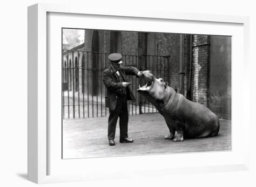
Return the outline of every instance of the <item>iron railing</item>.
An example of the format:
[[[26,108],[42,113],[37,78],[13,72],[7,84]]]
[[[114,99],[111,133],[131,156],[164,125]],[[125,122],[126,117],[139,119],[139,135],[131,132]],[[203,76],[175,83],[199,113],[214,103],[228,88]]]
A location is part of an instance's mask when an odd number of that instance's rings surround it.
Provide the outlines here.
[[[102,81],[102,73],[108,67],[109,53],[79,50],[62,51],[62,116],[63,119],[107,116],[105,104],[107,90]],[[124,66],[140,71],[151,71],[156,77],[169,80],[168,56],[123,54]],[[128,76],[136,102],[128,101],[129,115],[157,112],[156,109],[136,90],[144,80]]]

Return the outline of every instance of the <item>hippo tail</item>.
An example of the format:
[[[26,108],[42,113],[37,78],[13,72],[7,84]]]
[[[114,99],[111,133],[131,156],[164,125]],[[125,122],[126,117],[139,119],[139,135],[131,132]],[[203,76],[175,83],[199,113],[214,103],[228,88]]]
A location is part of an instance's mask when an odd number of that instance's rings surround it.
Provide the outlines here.
[[[217,117],[217,120],[215,122],[215,125],[216,128],[213,132],[210,135],[211,136],[216,135],[220,130],[220,120],[218,117]]]

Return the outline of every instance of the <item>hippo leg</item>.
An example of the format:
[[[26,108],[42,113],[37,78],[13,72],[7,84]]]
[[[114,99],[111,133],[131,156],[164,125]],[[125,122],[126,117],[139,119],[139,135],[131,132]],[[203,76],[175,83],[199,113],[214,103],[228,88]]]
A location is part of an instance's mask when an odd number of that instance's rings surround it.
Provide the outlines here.
[[[165,136],[164,139],[166,140],[172,140],[174,138],[174,135],[175,135],[175,129],[171,127],[169,125],[167,124],[167,126],[170,130],[170,134]]]
[[[175,123],[175,127],[177,131],[177,136],[173,141],[175,142],[183,141],[183,129],[182,124],[179,122]]]

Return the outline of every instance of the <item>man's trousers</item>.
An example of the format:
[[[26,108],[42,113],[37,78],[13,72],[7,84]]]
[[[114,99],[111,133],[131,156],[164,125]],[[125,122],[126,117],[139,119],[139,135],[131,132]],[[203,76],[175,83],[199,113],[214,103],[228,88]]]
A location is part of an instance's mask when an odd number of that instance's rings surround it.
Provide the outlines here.
[[[115,127],[117,119],[119,117],[120,139],[128,137],[128,109],[127,108],[127,97],[126,95],[118,96],[115,108],[109,110],[108,137],[108,140],[114,139],[115,135]]]

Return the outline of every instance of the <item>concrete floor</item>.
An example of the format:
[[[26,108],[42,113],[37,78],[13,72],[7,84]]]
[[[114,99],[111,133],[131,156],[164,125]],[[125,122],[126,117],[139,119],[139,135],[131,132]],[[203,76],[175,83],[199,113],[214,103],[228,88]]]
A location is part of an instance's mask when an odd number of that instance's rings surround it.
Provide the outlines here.
[[[230,121],[220,120],[220,131],[216,136],[175,142],[164,139],[168,129],[160,114],[130,116],[128,134],[134,143],[119,143],[118,122],[114,146],[108,145],[107,122],[106,117],[64,120],[63,158],[228,151],[231,148]]]

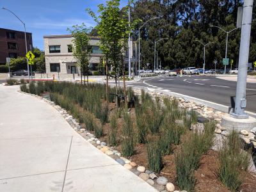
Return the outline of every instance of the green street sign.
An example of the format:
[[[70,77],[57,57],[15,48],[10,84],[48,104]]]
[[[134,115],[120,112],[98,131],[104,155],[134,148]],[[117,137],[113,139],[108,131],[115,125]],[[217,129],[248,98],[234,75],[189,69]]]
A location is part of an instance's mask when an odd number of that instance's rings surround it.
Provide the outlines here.
[[[222,63],[223,63],[224,65],[228,65],[229,64],[229,59],[228,58],[223,58]]]

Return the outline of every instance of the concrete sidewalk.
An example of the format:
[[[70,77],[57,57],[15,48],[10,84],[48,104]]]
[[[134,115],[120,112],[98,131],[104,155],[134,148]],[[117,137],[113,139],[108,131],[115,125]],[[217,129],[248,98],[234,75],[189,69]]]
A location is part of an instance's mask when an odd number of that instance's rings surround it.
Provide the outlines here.
[[[0,85],[0,191],[157,191],[19,89]]]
....................
## DO THIS
Please collect each line in the rows above that contains the word "concrete", and copy those lines out in full.

## EXERCISE RESULT
Return the outline of every instance of the <item>concrete floor</item>.
Return the outline of every instance of the concrete sidewalk.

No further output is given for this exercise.